▶ What you should do:
Scale the lines below from the one containing "Find the door" through the end of the rows, and rewrite them in full, requests included. Multiply every polygon point coordinate in the answers by 2.1 and round to whole numbers, with halves rounding up.

▶ Input material:
=====

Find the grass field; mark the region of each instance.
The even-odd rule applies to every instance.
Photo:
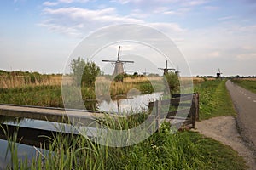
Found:
[[[168,124],[131,146],[107,147],[83,136],[52,139],[49,152],[20,162],[14,169],[246,169],[243,159],[230,147],[194,132],[172,134]],[[15,145],[9,144],[15,153]],[[9,167],[11,168],[11,166]]]
[[[233,79],[232,82],[251,92],[256,93],[256,79]]]
[[[201,119],[235,115],[225,88],[225,81],[198,79],[195,91],[200,93]],[[127,83],[139,84],[134,80]],[[43,106],[63,106],[58,85],[26,86],[1,88],[0,103]],[[84,91],[84,92],[83,92]],[[87,99],[93,99],[90,89],[82,89]],[[124,123],[124,122],[122,122]],[[136,122],[134,122],[136,123]],[[108,124],[108,123],[107,123]],[[246,169],[243,159],[236,151],[197,133],[177,132],[171,134],[169,126],[132,146],[102,146],[82,136],[58,135],[51,139],[50,152],[45,158],[38,155],[32,162],[17,158],[15,143],[13,167],[19,169]]]
[[[195,85],[200,94],[200,119],[214,116],[236,116],[231,98],[225,87],[225,81],[205,81]]]

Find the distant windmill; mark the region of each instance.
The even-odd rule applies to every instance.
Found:
[[[164,71],[164,75],[168,73],[168,71],[175,71],[175,69],[172,68],[168,68],[168,61],[166,60],[166,68],[158,68],[160,70],[163,70]]]
[[[220,78],[221,77],[222,72],[220,72],[219,69],[218,69],[218,72],[217,72],[216,75],[217,75],[217,78]]]
[[[134,63],[134,61],[124,61],[124,60],[119,60],[120,48],[121,48],[121,46],[119,46],[118,60],[102,60],[103,62],[110,62],[110,63],[114,65],[114,71],[113,71],[113,76],[125,73],[125,71],[124,71],[124,64],[125,64],[125,63]]]
[[[180,71],[179,71],[179,70],[178,70],[178,66],[177,66],[177,71],[175,71],[175,74],[176,74],[177,76],[180,76]]]
[[[146,71],[146,69],[145,69],[145,71],[143,72],[143,74],[144,76],[147,76],[147,74],[149,74],[149,72],[147,72],[147,71]]]

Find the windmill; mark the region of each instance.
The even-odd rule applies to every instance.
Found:
[[[149,74],[149,72],[147,72],[146,68],[145,68],[145,71],[143,72],[143,74],[144,76],[147,76],[147,74]]]
[[[168,71],[175,71],[175,69],[172,68],[168,68],[168,61],[166,60],[166,68],[158,68],[160,70],[163,70],[164,71],[164,75],[168,73]]]
[[[112,63],[113,65],[114,65],[114,71],[113,71],[113,76],[125,73],[125,71],[124,71],[124,64],[125,64],[125,63],[134,63],[134,61],[120,60],[120,59],[119,59],[120,48],[121,48],[121,46],[119,46],[118,60],[102,60],[103,62],[109,62],[109,63]]]
[[[179,70],[178,70],[178,66],[177,66],[177,71],[175,71],[175,74],[176,74],[177,76],[180,76],[180,71],[179,71]]]
[[[217,72],[216,75],[217,75],[217,78],[221,77],[222,72],[220,72],[220,69],[218,69],[218,72]]]

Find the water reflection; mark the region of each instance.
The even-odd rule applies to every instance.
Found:
[[[162,94],[162,92],[160,92],[143,95],[119,95],[116,98],[116,100],[100,100],[98,110],[126,115],[145,111],[148,109],[148,103],[161,98]]]

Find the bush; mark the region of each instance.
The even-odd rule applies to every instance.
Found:
[[[94,87],[96,76],[101,73],[100,67],[96,66],[94,62],[84,61],[79,57],[71,62],[71,70],[73,76],[78,85]]]

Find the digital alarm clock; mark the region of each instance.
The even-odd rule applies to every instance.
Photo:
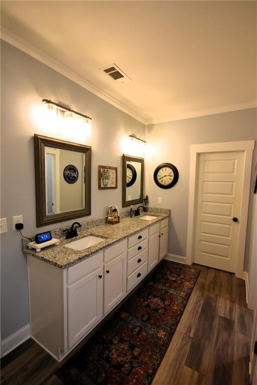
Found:
[[[35,242],[37,243],[43,243],[51,241],[52,236],[50,231],[46,231],[45,233],[40,233],[35,236]]]

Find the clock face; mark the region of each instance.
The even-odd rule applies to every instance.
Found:
[[[171,163],[163,163],[158,166],[154,173],[154,179],[162,188],[170,188],[176,184],[179,178],[176,167]]]
[[[136,168],[132,164],[130,164],[129,163],[126,165],[126,186],[130,187],[132,186],[136,181],[137,179],[137,171]]]

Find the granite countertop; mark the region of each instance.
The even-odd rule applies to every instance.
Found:
[[[115,225],[102,224],[92,226],[85,230],[78,229],[78,237],[72,239],[60,238],[60,242],[58,245],[49,246],[42,249],[41,251],[36,252],[35,249],[29,249],[25,244],[23,251],[61,269],[66,269],[86,259],[103,249],[117,243],[140,230],[146,229],[162,219],[168,218],[170,216],[170,214],[148,212],[142,213],[141,217],[144,215],[151,215],[156,218],[151,221],[143,221],[136,217],[133,218],[127,217],[121,219],[119,223]],[[64,245],[88,235],[100,237],[104,238],[105,240],[80,251],[64,247]]]

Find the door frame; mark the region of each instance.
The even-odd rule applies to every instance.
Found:
[[[238,254],[235,270],[236,277],[243,278],[244,250],[246,235],[248,208],[251,174],[252,151],[254,148],[254,140],[244,140],[236,142],[222,142],[203,144],[192,144],[190,146],[190,170],[189,179],[189,199],[187,224],[187,250],[186,264],[191,265],[193,262],[194,235],[195,231],[195,215],[196,213],[196,198],[197,188],[197,171],[200,155],[209,152],[243,152],[244,155],[243,165],[242,196]]]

=====

▶ Problem solution:
Find the door frame; mark the region of each instance.
The even-odd rule applies to every instance.
Found:
[[[500,533],[494,567],[496,582],[510,584],[512,525],[517,494],[521,437],[527,365],[529,317],[533,311],[533,294],[512,294],[496,298],[466,298],[426,302],[403,302],[399,307],[399,357],[397,376],[397,418],[393,470],[393,525],[391,554],[401,557],[405,550],[407,494],[410,485],[410,452],[412,447],[412,416],[414,395],[414,359],[420,326],[439,319],[510,319],[512,326],[510,347],[508,412]]]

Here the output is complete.